**RECORDED INFORMATION:**
######

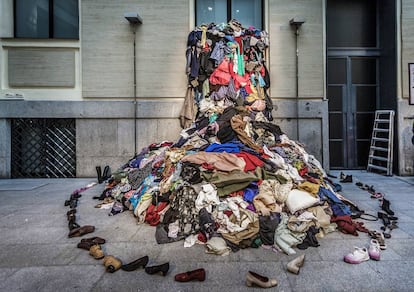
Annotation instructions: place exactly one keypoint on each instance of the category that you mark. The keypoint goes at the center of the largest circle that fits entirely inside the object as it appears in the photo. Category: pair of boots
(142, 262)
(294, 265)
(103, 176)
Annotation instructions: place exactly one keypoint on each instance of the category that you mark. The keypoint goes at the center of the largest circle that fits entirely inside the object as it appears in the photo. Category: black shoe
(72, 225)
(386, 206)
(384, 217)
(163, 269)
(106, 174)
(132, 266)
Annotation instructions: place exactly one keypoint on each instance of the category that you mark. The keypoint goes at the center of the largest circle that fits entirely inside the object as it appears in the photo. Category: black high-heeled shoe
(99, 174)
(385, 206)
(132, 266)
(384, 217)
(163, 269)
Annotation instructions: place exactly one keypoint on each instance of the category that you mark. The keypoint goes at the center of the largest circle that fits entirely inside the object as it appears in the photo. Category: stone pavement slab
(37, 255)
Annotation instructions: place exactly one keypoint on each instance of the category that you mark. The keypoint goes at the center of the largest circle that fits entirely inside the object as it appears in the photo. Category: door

######

**INSTRUCTIONS TO FOLLOW:**
Write out the records above exactly as they stand, leaving out every picture.

**PROBLEM SOLUTION:**
Annotation instructions: place exactly one keypoint on each instance of the category that you mark. The keypoint goes at the center of the largest circle that fits entirely inside the object as it appears in the photo. Category: pair of boots
(142, 262)
(294, 265)
(103, 176)
Annotation instructions: place exactly one keypoint on each instance of the category that you mark. The keypoint goes at the center of the largest circle that fits entirely inside the object as it appears in the photo. Category: black shoe
(72, 225)
(386, 206)
(384, 217)
(163, 269)
(106, 174)
(132, 266)
Annotation instructions: place exactly one keypoint on each instance of the category that you mark. The keypoint goes at the center of the largest circle that fits entirely inside the object as it appears in the photo. Category: black high-heeled shoe
(99, 174)
(385, 206)
(132, 266)
(384, 217)
(163, 269)
Annotation instructions: place exactly one keypoint on each instance of the category that you mark. The keypoint goes at the center of the largest circle that fits entirely inside the object as it appears in the photo. Category: stone pavement slab
(37, 255)
Annotation instructions: place exactly one keypoint on each instance of the category that you mark. The keypoint goes at the center of the largest circle that fits entirely inside the object as it appears in the photo. Category: door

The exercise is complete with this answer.